Sunday, December 15, 2013
God Still Reigns Supreme, and He Doesn't Need Drones to Enforce His Rule
Send In The Drones
Today I feel compelled to speak out against the drone attack in Yemen earlier this week that killed at least 13 people and probably more – all of whom were, by all accounts, part of a wedding party. The erroneous targeting of innocent civilians by the CIA and the US military causes me to wonder whether the letters CIA stand for Complete Idiots Agency. But all joking aside, I want to write truthfully today about God and what he might do under similar circumstances. After all, I am a Progressive Christian and an antiwar crusader because my conscience compels me to be such – it's in my nature. I cannot hope to transcend that identity, nor do I think that attempting to do so is a worthy goal, especially for the sake of "objectivity". Indeed, being a Christian inevitably means many things — it means being baptized, partaking of the Lord's supper, and belonging to a community marked by the confession that Jesus Christ is Lord. Likewise, being a Christian means lamenting the violence carried out by those powers and principalities that coercively seek their own lordship over God's good creation – powers and principalities like America – and to stand for social and economic justice and against inequality as Jesus did.
I recently found out, much to my dismay, that Liberty University has been training Christians to pilot armed U.S. drones since 2011 in its School of Aeronautics (SOA). My dismay is over the idea that Liberty graduates can somehow "serve the Lord" by targeting and killing their global neighbors. Here, I would like to outline some of my concerns in detail with the hope that Liberty University might reconsider, or at least restate theologically, its position regarding U.S. drone warfare:
[1.] Drone strikes are imprecise, counterproductive and of questionable legality.

> [Exercise instructions]
**A)** Answer these questions about the blog post on drone strikes:
(i) At least how many people were killed in the drone attack in Yemen?
(ii) Since what year has Liberty University been training Christians to pilot armed U.S. drones?
(iii) What three things does point [1.] say drone strikes are?
**B)** Copy word for word the part of the blog post on drone strikes that begins at "I recently found" and ends after "of questionable legality.".

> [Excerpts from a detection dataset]
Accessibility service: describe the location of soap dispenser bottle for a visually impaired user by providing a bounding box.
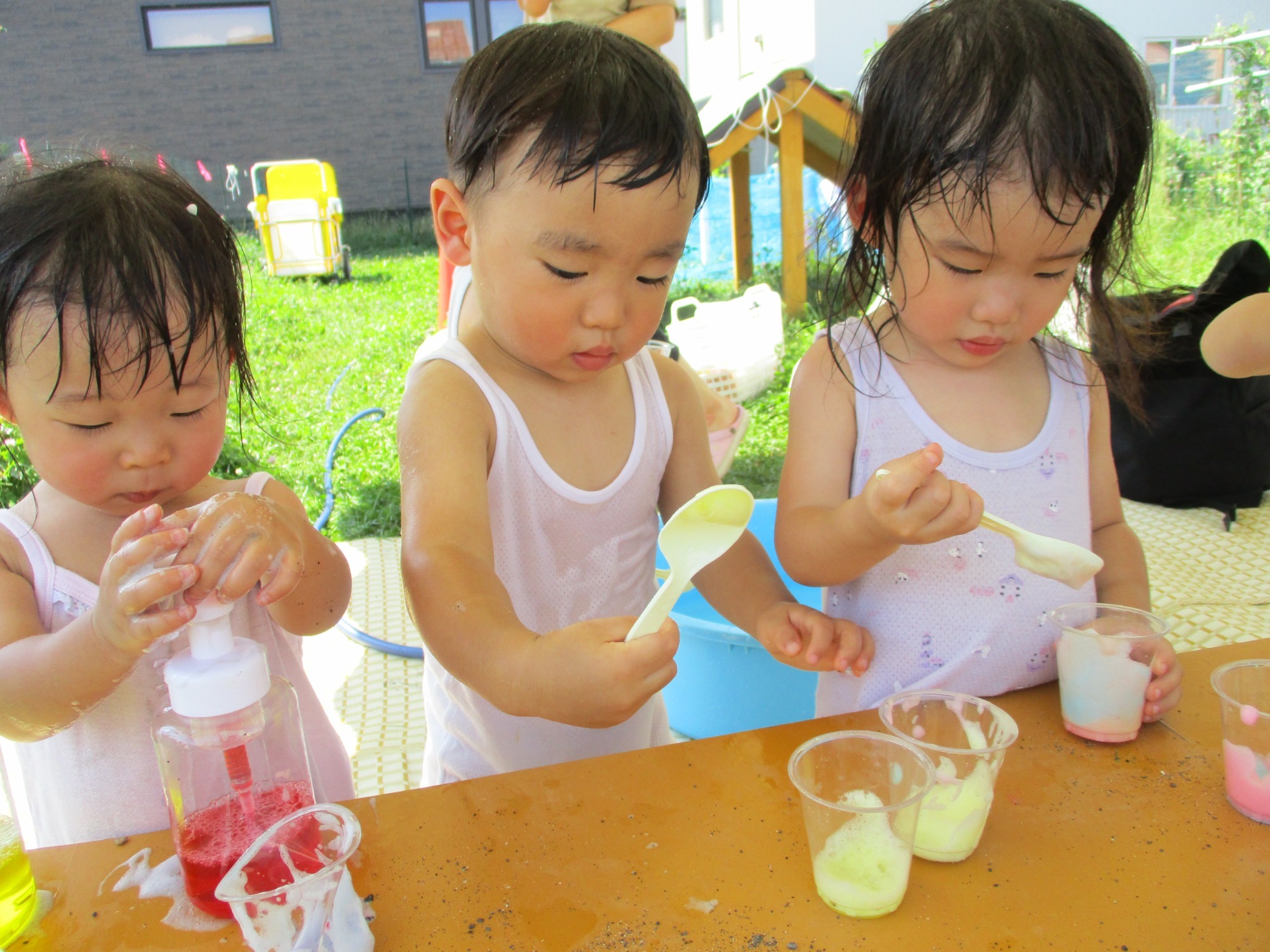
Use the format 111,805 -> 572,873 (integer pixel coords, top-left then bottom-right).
151,595 -> 314,919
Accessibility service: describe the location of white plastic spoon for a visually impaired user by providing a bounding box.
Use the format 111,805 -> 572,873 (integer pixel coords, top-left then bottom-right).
874,470 -> 1102,589
626,486 -> 754,641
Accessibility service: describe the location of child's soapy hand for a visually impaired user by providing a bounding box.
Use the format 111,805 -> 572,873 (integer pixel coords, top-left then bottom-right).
860,443 -> 983,546
164,493 -> 305,605
517,617 -> 679,727
754,602 -> 874,674
93,505 -> 198,656
1142,638 -> 1182,722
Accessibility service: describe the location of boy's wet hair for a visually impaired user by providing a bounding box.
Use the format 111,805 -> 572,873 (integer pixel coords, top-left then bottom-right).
446,23 -> 710,208
0,151 -> 254,399
834,0 -> 1154,406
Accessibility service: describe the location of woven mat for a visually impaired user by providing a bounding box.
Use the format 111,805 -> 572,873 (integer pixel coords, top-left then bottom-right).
1124,499 -> 1270,651
320,498 -> 1270,796
328,538 -> 425,797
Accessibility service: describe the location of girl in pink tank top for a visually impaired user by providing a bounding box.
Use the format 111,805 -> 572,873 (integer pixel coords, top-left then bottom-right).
776,0 -> 1181,720
0,157 -> 353,847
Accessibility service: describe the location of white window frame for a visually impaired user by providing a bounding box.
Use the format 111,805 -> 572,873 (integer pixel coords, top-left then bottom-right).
1143,37 -> 1231,109
140,0 -> 278,56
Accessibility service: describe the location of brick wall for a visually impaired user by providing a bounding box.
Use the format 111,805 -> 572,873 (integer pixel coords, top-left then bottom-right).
0,0 -> 455,211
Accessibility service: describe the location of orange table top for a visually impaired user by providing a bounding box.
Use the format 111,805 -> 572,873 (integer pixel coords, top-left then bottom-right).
9,642 -> 1270,952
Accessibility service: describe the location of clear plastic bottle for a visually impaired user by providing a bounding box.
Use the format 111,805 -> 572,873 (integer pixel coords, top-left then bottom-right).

> [Expected answers]
**A)**
(i) At least 13 people.
(ii) Since 2011.
(iii) Imprecise, counterproductive and of questionable legality.

**B)**
I recently found out, much to my dismay, that Liberty University has been training Christians to pilot armed U.S. drones since 2011 in its School of Aeronautics (SOA). My dismay is over the idea that Liberty graduates can somehow "serve the Lord" by targeting and killing their global neighbors. Here, I would like to outline some of my concerns in detail with the hope that Liberty University might reconsider, or at least restate theologically, its position regarding U.S. drone warfare:
[1.] Drone strikes are imprecise, counterproductive and of questionable legality.